__Written task__
Rewrite the section of the line integral passage starting with "Practice Problems - §5.1" and going on through "Step 1: Parametrize.", changing "Evaluate" to "Compute".

__Document passage__
______

What's ahead: In §5.2, we set up the precise definitions. In §5.3, we learn to compute these integrals by parametrization. In §5.5, Green's theorem reveals a stunning connection: a line integral around a closed curve equals a double integral over the region inside. Line integrals and area integrals are secretly the same thing.

Practice Problems - §5.1

From Kaplan, problems after §5.3

From Kaplan, problems after §5.3

1(a) $\displaystyle\int_{(0,0)}^{(1,1)} y^2\,\mathrm{d}x$ along the line from $(0,0)$ to $(1,1)$

Evaluate $\displaystyle\int_C y^2\,\mathrm{d}x$ along the straight line from $(0,0)$ to $(1,1)$.

Step 1: Parametrize.
The straight line from $(0,0)$ to $(1,1)$: let $x = t$, $y = t$, $0 \le t \le 1$. So $\mathrm{d}x = \mathrm{d}t$.

Step 2: Substitute and integrate.

______

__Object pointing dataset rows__
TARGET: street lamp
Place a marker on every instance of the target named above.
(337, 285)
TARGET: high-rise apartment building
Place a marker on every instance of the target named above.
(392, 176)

______

__Task solution__
Practice Problems - §5.1

From Kaplan, problems after §5.3

From Kaplan, problems after §5.3

1(a) $\displaystyle\int_{(0,0)}^{(1,1)} y^2\,\mathrm{d}x$ along the line from $(0,0)$ to $(1,1)$

Compute $\displaystyle\int_C y^2\,\mathrm{d}x$ along the straight line from $(0,0)$ to $(1,1)$.

Step 1: Parametrize.